Given task:
Copy the material below word for word, from its first line through the line that contains "[362,490,696,723]", including that line.

Data entries:
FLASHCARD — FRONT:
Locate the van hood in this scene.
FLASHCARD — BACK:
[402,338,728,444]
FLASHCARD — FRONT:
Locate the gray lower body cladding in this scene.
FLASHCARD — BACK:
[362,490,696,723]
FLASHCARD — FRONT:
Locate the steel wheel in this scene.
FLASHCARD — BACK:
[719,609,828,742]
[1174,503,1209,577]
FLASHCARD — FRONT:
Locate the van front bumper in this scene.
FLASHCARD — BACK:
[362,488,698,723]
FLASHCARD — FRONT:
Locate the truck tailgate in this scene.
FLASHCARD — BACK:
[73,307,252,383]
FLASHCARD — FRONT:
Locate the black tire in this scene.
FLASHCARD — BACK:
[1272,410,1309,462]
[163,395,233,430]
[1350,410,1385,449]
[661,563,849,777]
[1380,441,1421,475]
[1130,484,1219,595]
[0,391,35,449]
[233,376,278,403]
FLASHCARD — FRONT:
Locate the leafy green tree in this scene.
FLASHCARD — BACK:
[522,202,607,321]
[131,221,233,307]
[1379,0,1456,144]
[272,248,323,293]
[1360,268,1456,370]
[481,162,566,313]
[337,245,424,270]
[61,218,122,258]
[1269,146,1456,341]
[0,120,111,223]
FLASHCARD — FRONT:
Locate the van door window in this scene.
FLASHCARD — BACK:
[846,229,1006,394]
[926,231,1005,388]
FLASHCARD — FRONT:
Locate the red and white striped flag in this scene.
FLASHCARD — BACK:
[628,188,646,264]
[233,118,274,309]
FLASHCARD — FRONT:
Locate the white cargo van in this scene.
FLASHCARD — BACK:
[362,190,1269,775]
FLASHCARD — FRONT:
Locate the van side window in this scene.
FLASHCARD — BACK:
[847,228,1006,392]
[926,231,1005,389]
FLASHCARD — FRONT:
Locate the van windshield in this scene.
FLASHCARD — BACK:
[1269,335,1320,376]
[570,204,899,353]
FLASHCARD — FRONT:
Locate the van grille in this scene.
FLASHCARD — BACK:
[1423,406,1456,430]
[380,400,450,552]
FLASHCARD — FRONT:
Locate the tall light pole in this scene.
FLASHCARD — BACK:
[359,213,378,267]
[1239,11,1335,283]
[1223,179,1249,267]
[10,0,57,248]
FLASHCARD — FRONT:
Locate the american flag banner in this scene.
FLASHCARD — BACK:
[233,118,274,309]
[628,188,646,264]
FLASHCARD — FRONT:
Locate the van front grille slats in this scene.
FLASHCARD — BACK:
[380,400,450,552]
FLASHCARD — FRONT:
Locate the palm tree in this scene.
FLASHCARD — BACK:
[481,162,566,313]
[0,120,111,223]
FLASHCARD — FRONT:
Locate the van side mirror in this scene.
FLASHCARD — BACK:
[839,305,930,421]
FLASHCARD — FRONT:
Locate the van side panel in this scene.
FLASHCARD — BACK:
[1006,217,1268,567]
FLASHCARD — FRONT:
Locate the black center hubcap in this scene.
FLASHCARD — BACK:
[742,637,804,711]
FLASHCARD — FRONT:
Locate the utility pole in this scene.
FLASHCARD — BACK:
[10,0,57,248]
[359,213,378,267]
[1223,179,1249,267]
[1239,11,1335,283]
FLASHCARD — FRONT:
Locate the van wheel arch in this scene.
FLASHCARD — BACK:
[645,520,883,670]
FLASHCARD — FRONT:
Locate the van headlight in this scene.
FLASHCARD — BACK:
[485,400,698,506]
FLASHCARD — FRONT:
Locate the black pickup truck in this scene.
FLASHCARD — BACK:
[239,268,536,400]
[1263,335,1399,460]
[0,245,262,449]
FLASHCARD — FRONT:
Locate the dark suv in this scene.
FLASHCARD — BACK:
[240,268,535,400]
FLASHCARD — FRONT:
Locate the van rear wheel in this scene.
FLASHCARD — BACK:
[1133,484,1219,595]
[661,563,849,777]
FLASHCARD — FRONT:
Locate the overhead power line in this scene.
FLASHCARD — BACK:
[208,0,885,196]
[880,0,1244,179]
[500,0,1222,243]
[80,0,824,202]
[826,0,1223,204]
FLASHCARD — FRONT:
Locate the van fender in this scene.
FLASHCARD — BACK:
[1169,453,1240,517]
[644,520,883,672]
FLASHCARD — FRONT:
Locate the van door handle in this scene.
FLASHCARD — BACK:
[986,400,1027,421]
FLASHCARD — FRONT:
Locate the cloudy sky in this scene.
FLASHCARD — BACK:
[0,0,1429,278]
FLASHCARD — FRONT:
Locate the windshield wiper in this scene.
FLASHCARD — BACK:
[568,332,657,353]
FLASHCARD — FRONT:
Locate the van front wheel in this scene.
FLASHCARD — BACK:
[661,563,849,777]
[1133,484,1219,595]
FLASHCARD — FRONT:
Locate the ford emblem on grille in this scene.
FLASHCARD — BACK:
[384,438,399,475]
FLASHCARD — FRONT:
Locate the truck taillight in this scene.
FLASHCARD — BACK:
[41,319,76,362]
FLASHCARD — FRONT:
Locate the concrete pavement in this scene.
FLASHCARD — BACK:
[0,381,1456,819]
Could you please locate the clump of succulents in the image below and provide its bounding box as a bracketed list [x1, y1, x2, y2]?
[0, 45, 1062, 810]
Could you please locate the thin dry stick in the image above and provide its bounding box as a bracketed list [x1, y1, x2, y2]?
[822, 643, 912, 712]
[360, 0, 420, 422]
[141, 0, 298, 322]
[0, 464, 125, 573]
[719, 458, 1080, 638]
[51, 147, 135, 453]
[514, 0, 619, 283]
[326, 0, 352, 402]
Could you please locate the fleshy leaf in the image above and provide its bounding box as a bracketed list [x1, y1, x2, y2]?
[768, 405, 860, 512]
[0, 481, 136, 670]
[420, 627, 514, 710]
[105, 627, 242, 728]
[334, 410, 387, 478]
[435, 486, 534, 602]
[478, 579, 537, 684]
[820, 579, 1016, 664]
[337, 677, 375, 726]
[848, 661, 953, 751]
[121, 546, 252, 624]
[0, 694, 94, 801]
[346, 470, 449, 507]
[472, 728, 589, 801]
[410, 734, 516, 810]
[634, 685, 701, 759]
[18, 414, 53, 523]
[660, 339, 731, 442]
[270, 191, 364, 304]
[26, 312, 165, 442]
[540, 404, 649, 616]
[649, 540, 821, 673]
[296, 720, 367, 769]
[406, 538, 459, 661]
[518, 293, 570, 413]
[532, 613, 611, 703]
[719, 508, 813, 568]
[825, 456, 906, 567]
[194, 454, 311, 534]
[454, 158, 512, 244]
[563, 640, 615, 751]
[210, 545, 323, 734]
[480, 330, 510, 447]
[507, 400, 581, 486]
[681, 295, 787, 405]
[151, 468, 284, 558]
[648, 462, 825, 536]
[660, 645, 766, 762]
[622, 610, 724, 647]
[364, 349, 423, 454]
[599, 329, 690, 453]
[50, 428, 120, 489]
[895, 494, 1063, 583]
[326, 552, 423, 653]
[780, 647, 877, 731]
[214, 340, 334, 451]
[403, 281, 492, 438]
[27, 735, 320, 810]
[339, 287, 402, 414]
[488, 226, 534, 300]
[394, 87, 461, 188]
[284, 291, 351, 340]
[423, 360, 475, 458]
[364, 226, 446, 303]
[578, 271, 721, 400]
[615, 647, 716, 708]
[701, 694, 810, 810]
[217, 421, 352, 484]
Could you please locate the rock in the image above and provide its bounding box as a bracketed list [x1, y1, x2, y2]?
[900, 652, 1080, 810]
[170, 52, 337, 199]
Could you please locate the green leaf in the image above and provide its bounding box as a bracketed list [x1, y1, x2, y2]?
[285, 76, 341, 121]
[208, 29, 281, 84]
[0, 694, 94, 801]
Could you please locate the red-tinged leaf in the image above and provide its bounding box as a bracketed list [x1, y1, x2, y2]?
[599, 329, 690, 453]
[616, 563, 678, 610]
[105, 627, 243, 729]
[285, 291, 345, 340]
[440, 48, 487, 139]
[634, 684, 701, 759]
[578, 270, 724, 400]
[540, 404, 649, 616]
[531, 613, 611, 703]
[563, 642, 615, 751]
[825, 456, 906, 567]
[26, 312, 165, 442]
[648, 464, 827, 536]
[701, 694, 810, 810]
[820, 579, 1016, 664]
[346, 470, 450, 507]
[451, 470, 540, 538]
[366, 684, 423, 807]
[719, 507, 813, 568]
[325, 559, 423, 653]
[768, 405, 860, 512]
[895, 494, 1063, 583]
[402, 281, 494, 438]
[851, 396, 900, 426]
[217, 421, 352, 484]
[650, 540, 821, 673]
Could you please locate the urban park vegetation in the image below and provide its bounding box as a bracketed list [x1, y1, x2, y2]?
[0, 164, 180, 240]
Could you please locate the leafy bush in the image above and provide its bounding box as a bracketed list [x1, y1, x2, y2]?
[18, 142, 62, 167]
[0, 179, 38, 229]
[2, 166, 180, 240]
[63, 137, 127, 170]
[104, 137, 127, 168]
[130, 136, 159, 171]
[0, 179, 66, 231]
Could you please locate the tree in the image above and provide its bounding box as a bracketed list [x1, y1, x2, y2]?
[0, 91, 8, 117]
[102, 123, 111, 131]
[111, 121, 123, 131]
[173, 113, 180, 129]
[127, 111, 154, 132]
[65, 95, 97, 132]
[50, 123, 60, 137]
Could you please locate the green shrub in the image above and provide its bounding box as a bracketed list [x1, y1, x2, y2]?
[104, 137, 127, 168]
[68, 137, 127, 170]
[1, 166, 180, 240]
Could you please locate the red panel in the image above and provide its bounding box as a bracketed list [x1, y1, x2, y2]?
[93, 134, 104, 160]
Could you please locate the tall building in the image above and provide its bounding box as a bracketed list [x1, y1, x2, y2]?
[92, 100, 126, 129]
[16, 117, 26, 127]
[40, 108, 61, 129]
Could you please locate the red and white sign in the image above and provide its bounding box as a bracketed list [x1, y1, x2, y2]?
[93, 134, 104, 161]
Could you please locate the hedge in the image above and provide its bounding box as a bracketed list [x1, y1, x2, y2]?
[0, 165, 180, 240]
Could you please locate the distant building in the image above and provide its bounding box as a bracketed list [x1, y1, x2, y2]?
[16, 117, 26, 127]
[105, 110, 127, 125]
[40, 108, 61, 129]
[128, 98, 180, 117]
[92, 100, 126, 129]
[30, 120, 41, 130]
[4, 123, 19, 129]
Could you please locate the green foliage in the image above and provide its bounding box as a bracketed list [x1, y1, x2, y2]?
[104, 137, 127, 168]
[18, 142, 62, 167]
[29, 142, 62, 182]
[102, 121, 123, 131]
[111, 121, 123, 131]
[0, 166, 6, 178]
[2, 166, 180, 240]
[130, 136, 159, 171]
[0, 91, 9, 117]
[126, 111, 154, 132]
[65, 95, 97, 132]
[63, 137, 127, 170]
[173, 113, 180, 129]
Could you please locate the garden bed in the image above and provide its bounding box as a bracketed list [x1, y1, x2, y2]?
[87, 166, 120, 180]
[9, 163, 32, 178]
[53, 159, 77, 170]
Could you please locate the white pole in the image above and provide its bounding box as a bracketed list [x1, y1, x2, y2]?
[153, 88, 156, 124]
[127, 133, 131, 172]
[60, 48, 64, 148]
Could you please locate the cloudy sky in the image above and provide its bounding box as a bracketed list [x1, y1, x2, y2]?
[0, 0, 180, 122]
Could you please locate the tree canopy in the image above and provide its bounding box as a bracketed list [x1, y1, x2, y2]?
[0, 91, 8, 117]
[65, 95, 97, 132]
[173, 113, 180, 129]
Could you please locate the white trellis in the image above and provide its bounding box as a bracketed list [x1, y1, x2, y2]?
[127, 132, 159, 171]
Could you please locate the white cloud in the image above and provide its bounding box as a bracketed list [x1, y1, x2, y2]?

Solution below:
FLASHCARD — FRONT:
Locate the van hood in this scene.
FLASHCARD — BACK:
[402,338,728,444]
FLASHCARD — FRONT:
Locate the gray lower body cladding in this scene.
FLASHCARD — BACK:
[362,490,696,723]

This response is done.